▶ _TO BE DONE_:
Please write out all of the lines below again, replacing every "in this photograph" with "in this image" and keeping everything else unchanged. Leave the pictures out of your answer.

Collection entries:
* * *
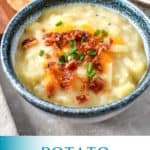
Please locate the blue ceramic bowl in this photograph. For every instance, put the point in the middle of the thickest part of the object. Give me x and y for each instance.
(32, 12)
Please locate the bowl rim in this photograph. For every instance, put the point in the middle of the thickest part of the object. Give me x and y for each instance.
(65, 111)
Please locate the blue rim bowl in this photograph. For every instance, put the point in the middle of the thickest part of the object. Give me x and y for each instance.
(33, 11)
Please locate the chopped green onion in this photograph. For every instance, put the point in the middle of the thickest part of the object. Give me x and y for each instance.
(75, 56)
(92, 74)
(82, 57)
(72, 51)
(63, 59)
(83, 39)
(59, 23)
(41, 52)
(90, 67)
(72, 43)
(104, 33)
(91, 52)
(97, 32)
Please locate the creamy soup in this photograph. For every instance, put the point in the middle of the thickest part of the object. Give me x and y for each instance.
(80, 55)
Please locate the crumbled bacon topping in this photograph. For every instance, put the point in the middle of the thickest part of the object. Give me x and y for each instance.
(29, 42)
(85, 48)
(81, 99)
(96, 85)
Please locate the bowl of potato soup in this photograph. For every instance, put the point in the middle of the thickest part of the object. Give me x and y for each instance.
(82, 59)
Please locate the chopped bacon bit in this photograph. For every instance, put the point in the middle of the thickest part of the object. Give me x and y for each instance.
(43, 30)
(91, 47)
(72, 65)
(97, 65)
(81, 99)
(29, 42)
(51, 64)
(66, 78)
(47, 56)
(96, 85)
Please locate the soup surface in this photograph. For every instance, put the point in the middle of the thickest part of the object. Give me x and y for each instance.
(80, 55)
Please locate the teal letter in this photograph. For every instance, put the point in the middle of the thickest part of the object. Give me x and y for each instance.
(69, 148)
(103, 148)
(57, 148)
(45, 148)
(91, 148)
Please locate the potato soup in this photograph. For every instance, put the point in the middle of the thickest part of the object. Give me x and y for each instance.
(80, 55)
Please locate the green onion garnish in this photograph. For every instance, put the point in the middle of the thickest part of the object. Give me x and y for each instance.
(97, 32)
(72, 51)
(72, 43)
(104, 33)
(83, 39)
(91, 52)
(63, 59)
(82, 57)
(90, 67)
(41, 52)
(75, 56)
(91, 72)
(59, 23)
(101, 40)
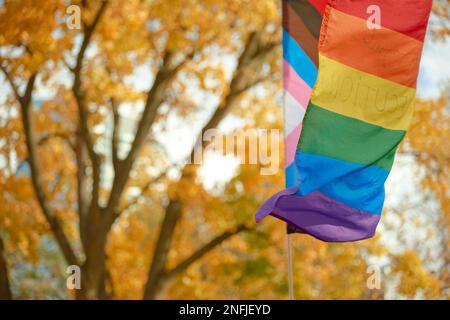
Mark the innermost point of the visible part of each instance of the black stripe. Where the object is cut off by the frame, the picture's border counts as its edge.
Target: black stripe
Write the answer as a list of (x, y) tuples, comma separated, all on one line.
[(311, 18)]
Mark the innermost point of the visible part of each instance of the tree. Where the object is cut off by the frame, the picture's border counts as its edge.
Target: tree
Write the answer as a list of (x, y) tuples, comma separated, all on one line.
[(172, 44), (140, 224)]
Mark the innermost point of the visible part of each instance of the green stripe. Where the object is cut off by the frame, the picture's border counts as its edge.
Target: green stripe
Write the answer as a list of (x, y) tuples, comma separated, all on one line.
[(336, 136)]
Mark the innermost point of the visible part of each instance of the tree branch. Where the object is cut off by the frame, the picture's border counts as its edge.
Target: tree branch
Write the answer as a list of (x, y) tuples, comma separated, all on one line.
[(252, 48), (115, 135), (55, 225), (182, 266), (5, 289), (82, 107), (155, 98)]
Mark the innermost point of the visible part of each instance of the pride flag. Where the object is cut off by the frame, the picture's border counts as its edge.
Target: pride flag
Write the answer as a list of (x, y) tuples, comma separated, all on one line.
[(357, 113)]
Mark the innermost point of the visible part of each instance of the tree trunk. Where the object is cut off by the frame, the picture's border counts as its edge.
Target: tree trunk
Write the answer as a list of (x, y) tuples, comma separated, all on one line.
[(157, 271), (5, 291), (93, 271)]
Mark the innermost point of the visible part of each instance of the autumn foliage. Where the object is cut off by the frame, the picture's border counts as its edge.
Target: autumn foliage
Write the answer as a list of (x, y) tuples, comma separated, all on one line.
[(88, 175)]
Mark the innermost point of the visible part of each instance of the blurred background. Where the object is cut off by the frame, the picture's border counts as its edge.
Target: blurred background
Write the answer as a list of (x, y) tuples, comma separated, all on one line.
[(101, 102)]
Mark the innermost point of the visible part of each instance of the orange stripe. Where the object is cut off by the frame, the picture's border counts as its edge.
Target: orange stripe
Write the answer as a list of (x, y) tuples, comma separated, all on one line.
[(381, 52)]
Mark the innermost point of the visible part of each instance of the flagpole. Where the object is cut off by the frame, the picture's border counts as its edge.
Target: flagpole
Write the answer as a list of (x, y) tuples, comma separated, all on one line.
* * *
▶ _ANSWER IN FULL_:
Please locate the blue ceramic bowl in this image. For every instance, put the point in the middle of the thickest part of the object. Give me x and y for each instance.
(32, 12)
Please locate the bowl rim in this image. For every instance, put the point in the middle of the thickest part of the object. Give me x and y for each instance.
(65, 111)
Please locate the blue rim bowl in this image. For every instance, put the point in the middle of the thickest part of the object. Give me x and y for each instance.
(33, 11)
Please locate the chopped green onion in this image. For every instance, put the point in the middle of the thickest part of the object. Give me x and y for each instance.
(75, 56)
(92, 74)
(82, 57)
(72, 51)
(63, 59)
(83, 39)
(59, 23)
(41, 52)
(90, 67)
(72, 43)
(104, 33)
(91, 52)
(97, 32)
Please locate the creamy soup in this image. For every instance, put the point in the middle of the thickest part of the object. Give me x and y for each instance.
(80, 55)
Please locate the crumbled bacon topping in this image. For every instance, put the point in the middle of the thickest part of the object. Give me x and y for each instance.
(29, 42)
(85, 48)
(81, 99)
(96, 85)
Please locate the bowl of potato soup in this image. For every instance, put the point in the middle of the thickest part of the object. Give me x and y for each instance.
(82, 59)
Please locate the chopped bacon bit in this image. For every instance, put the point in the middle of the thickest part of the object. Give me x and y for each instance.
(43, 30)
(91, 47)
(72, 65)
(97, 65)
(81, 99)
(29, 42)
(51, 64)
(66, 78)
(47, 56)
(96, 85)
Please locate the soup surface in this image. For every instance, put the point in the middle of the thickest part of the object. Give me x and y for each instance.
(80, 55)
Please locate the teal letter in this image. For every instance, put the point in the middle of the thickest part of the object. Give me x and y for each instance.
(69, 148)
(103, 148)
(57, 148)
(45, 148)
(91, 148)
Please locate the potato soup in this image. For every instance, put the point in the middle of the thickest part of the object. Give me x and y for each instance.
(80, 55)
Please locate the green onion garnish in this image. For every instance, put the point in the middle of the thickest part of the object. Give me x and y for each instance.
(97, 32)
(72, 51)
(72, 43)
(104, 33)
(83, 39)
(91, 52)
(63, 59)
(82, 57)
(90, 67)
(41, 52)
(75, 56)
(91, 72)
(59, 23)
(101, 40)
Mark the innermost point of the visible part of each instance of the black stripe. Where the object is cut off by the frame, the picture's border counts as its edge.
Target: black stripe
Write the answer as a list of (x, y) tuples, comma separated, all on one line.
[(311, 18)]
Mark the innermost point of the visible part of each instance of the tree. Where the object is cut off by the frame, the picture's border counts as its edge.
Target: tree
Write the answer as a list of (x, y) tuples, comma separated, all on one line.
[(172, 44), (140, 224)]
Mark the innermost point of the visible part of each instance of the green stripe. Where the object is cut off by the frame, the picture's border counts as its edge.
Target: green stripe
Write the answer as a list of (x, y) tuples, comma separated, all on one line.
[(336, 136)]
Mark the innermost point of the visible part of each instance of the tree branch. Where the object is cut off by the frame, the picture's border counts as its edge.
Target: tree branch
Write the answer as a list of (x, y) tuples, comma separated, all on one line.
[(252, 48), (115, 135), (55, 225), (182, 266), (5, 289), (82, 107), (155, 98)]
Mark the innermost point of the visible part of each instance of the pride flag. Where the object is cut off by the frame, the picture's border counts as its edge.
Target: pride flag
Write the answer as a list of (x, y) tuples, comma separated, all on one line.
[(357, 113)]
Mark the innermost point of the visible part of each instance of the tree trunk. Where the object is cut off by the frame, the picture's border counts as its edge.
Target: tree trunk
Write the answer as a list of (x, y) tuples, comma separated, all on one line.
[(157, 271), (5, 291), (93, 271)]
Mark the innermost point of the visible part of each instance of the autumn foliage. Where the object is cut off by the frame, the picture's border counts as its edge.
Target: autumn foliage
Write the answer as a list of (x, y) tuples, comma separated, all on one line.
[(88, 175)]
Mark the innermost point of the visible part of each instance of the blurred background. Where the object is cut off by the frame, the picture's border counts as its edge.
Target: blurred background
Write the answer as a list of (x, y) tuples, comma separated, all on one line.
[(101, 102)]
Mark the innermost point of the visible part of each instance of the orange stripe. Where the object is cut off by the frame, the picture's border counts as its edge.
Target: orange stripe
Write the answer as a list of (x, y) tuples, comma separated, all on one line.
[(381, 52)]
Mark the innermost point of the visible part of each instance of the flagpole. Where the object is cut off by the frame, the picture's border counts as its edge.
Target: flagpole
Write the answer as a list of (x, y) tuples, comma separated, all on one line.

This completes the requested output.